Exercise aim: Transcribe word for word the lines spanning the line with "Would you mind annotating the small" through the end of the records.

### Records shown

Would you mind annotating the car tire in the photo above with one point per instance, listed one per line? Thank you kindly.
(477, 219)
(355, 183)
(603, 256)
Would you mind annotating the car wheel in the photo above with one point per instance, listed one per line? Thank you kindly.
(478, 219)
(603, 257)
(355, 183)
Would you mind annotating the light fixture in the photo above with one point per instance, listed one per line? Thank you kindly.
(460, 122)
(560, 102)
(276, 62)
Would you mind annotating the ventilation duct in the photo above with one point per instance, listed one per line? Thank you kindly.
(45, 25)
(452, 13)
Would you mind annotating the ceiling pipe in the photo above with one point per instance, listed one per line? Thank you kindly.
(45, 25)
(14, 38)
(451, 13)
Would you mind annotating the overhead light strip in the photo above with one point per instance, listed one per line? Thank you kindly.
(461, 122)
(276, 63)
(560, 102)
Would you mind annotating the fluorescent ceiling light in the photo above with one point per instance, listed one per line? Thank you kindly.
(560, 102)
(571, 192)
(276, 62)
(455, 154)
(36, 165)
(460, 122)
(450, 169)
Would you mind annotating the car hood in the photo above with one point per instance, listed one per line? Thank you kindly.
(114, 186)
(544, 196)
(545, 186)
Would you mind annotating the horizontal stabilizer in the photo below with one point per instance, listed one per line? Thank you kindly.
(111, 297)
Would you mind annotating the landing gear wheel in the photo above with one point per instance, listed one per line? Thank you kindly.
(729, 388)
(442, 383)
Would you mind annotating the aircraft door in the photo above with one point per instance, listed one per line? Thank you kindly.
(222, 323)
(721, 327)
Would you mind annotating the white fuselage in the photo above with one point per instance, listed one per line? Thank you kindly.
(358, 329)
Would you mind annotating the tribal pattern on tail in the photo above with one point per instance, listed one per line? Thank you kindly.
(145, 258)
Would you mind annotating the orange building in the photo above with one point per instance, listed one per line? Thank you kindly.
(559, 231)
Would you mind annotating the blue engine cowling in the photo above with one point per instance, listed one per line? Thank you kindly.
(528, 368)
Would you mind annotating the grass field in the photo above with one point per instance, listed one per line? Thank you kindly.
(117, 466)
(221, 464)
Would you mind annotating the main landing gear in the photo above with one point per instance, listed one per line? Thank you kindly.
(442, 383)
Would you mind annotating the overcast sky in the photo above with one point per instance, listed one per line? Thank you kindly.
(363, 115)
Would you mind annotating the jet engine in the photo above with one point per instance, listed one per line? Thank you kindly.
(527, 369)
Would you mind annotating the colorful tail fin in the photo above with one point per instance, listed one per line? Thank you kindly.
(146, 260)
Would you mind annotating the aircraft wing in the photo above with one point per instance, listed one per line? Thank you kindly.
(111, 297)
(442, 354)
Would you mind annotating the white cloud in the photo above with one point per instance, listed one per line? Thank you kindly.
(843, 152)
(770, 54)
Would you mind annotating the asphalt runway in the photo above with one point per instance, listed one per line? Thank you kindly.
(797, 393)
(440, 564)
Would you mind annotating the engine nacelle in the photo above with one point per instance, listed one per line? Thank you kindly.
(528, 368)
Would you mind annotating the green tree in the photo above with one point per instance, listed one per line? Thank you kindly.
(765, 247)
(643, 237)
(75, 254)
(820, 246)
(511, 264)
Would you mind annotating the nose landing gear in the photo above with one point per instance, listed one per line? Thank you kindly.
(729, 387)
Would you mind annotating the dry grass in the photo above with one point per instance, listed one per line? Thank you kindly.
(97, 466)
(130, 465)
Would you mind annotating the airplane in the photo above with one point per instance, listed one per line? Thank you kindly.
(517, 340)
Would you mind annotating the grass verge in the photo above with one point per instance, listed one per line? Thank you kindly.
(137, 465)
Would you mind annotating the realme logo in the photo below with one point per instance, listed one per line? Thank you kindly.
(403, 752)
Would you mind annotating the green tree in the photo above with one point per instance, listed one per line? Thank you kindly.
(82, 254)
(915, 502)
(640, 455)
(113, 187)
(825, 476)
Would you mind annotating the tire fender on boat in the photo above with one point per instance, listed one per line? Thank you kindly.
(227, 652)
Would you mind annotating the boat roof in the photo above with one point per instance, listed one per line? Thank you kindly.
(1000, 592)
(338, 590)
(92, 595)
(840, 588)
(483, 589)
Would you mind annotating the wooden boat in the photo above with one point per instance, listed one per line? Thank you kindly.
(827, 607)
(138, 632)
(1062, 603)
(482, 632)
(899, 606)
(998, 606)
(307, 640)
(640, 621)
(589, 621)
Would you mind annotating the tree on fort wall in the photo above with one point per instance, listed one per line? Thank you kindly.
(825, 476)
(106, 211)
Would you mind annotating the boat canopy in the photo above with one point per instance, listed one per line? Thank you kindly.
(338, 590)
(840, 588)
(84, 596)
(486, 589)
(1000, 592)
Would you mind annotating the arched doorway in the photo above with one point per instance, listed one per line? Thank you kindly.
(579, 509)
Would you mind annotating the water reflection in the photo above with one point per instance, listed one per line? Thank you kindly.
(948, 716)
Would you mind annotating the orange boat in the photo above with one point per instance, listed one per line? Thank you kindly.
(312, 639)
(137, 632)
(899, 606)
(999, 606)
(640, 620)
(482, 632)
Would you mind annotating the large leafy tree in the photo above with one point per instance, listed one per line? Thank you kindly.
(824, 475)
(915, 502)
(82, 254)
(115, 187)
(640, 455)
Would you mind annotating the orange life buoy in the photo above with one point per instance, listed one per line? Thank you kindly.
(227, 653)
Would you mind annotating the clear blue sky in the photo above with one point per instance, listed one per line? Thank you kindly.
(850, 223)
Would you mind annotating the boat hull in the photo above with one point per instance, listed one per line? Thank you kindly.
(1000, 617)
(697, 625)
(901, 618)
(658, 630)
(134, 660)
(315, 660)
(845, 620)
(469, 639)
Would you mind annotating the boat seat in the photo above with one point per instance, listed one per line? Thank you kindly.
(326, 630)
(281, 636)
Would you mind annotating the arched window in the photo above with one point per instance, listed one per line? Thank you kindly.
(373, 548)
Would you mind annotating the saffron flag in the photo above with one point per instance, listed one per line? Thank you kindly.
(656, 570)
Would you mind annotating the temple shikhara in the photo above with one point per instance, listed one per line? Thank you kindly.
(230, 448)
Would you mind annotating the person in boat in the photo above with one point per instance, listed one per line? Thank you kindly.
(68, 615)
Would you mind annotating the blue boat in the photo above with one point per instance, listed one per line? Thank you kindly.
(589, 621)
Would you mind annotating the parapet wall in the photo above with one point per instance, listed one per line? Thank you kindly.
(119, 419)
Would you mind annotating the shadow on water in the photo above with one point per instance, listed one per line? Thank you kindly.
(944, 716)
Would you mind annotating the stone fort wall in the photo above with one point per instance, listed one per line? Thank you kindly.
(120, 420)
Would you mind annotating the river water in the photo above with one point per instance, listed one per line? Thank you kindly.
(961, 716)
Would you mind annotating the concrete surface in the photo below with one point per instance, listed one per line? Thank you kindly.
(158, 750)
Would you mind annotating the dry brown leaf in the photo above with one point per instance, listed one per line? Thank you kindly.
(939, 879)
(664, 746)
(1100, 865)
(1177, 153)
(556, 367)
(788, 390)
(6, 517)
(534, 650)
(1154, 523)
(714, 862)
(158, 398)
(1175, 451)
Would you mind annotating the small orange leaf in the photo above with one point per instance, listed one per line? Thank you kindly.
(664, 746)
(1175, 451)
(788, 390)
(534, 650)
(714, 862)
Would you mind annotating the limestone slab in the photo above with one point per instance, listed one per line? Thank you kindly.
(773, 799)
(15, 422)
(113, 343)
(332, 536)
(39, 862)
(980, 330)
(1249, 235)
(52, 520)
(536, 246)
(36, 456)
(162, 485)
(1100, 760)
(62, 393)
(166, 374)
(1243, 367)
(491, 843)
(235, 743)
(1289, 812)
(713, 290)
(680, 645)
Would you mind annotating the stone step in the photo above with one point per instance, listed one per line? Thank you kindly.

######

Response to the exercise:
Would you mind annotating the small orange leaf in the photo above with one point per instance, listed one per line? Thank you kindly.
(664, 746)
(1175, 451)
(788, 390)
(534, 650)
(714, 862)
Would you mind annotating the limestone slab in the photo above with one point per instance, listed one per line? Thank you kindly.
(773, 799)
(15, 422)
(113, 343)
(332, 536)
(39, 862)
(980, 330)
(1249, 235)
(52, 520)
(536, 246)
(36, 456)
(162, 485)
(1100, 760)
(62, 393)
(166, 374)
(1243, 367)
(491, 843)
(235, 743)
(1289, 812)
(713, 290)
(680, 645)
Would you mind annotating the stone step in the photo above with one point per instance, listed one per line? Thank you kindly.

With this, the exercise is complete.